The warnings were, emphatically, not overstated.

The Spruce Woods bug situation was like that. I unloaded my horse, tossed her in a paddock, and she immediately lost her shit. (It should have been a clue that two of the three horses next to here were suited up in masks, boots, and fly sheets – that, and the fact that the one horse who was bare naked was running around his paddock like the devil was on his back). I grabbed her bug suit, and dressed her up and sprayed her down. She explained to me that my doing so made things marginally better, but that I was a total dick for bringing her here and she wasn’t sure we could be friends any more.

I collared a passing camper and asked her whether the bugs were bad out on the trail. With a haunted, shell-shocked look on her face like someone who has been fighting zombies 24/7 for the past week has just been asked if the monsters are bad today, she affirmed that yes, yes they were. They were very bad.

With what I think qualifies as admirable optimism, I got Pai geared up for the trail. Her tack included her fly mask and fly boots, and I bathed her in a soup of chemicals: fly spray and fly roll-on and Deep Woods Off adding up to 5 different purportedly effective repellent ingredients.

Geared up in the bug protection.

We headed out on what should have been a very easy, very pretty trip, and what ended up being one of the most thoroughly unpleasant rides I have ever been on. We rode a trail I only knew about thanks to talking to new friend Kristen last fall, and which is known to me inside my head as “Kristen’s River Trail”. About a kilometer out, things were so shite that I entertained the idea of turning back, but I thought, “Surely it will get better in the woods?” And it did. For ten minutes or so on a winding single-track I’d never been on before, the bugs left us alone and I thought we were in the clear. But that was it. For the rest of the ride, she tossed her head and shook her head and bit at her shoulders and stopped every few feet to kick at her belly.

#####

Instruction A
Answer these questions about the Spruce Woods ride account, one per line, each marked to match:
(i) How many of the three horses in the nearby paddocks wore masks, boots, and fly sheets?
(ii) How many purportedly effective repellent ingredients did the fly spray, fly roll-on, and Deep Woods Off add up to?
(iii) For roughly how long did the bugs leave horse and rider alone on the winding single-track?
Instruction B
Go on with the Spruce Woods ride account, starting after its final sentence.

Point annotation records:
#####

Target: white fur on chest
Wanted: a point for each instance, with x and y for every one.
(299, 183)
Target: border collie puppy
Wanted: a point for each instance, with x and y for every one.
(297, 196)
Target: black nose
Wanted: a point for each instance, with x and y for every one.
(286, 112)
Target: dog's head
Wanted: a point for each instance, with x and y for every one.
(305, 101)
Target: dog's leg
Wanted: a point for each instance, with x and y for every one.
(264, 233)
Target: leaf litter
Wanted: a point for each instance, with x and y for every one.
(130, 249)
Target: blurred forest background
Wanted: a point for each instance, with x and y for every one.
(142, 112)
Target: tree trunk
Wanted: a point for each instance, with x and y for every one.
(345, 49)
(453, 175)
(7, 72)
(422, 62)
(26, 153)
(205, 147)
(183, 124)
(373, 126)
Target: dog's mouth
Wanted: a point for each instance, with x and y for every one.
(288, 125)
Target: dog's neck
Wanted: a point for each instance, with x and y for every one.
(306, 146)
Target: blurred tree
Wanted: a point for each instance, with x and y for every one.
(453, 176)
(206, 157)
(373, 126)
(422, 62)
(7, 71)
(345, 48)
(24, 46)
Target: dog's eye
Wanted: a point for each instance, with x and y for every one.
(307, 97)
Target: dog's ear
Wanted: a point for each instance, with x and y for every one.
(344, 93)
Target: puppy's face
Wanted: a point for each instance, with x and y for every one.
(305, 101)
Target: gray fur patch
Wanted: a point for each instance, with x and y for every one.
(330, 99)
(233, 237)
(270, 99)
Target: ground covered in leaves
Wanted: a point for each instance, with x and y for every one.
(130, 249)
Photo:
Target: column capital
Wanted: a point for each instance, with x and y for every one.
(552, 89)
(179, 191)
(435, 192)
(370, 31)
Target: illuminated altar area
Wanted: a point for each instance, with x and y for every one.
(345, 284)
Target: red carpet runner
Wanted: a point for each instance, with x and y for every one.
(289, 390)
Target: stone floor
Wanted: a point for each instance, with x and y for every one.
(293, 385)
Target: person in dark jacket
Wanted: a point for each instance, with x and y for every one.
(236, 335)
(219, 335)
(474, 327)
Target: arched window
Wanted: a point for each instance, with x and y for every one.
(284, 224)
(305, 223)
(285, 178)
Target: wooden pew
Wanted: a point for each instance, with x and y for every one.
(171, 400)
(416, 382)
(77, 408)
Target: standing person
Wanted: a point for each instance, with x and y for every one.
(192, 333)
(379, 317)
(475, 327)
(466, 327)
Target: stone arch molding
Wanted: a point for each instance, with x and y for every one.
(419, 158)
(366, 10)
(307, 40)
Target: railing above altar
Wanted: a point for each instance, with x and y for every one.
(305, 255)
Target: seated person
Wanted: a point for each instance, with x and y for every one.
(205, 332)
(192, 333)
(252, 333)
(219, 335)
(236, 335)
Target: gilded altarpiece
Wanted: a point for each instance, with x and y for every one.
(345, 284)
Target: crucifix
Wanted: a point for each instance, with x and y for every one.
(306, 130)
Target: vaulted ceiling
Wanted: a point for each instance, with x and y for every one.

#####

Task answer A
(i) Two
(ii) Five
(iii) Ten minutes or so

Task answer B
Turns out, the bug situation in June had not been overstated.

Gorgeous trail, terrible ride.

I ain’t no entomology expert but in that bug-o-rama of All Things That Bite I can affirm the perpetrators of our assault included: horseflies, deer flies, stable flies, black flies, mosquitoes. Oh, and also ticks. Which don’t hurt when they bite but have got to be the creepiest and crawliest of all the creepy-crawlies you might discover on your person. I found three of them on me.

There was a thunderstorm warning for the Park that night. My phone weather app was suggesting that winds could be 100km/hr, hail could be the size of baseballs, and the rain could be torrential. I yet again sought intel from a fellow camper (and endurance rider), Natasha. “How seriously do you take these warnings?” I asked. “Well,” she said, “I don’t think it’s going to be southern US twister material…” but she did think that moving my rig from the wide open to a spot under the trees might be wise given the risk of hail.

I was glad I’d moved when the first hail fell and was the size of raspberries – having once had my roof vent smashed by prairie hail, I have a lot of respect for prairie thunderstorms. But that little hurrah was it for the hail that night. The storm put on a very impressive light show, and at one point the rain did hammer down for a while – you could hear it coming like a freight train for minutes before it hit, that’s how heavy it was – but all in all, it was a bit of a fizzler.

The warnings were definitely overstated.

Camp Notes for Horsey Folk

Moose Mountain Provincial Park (Kenosee)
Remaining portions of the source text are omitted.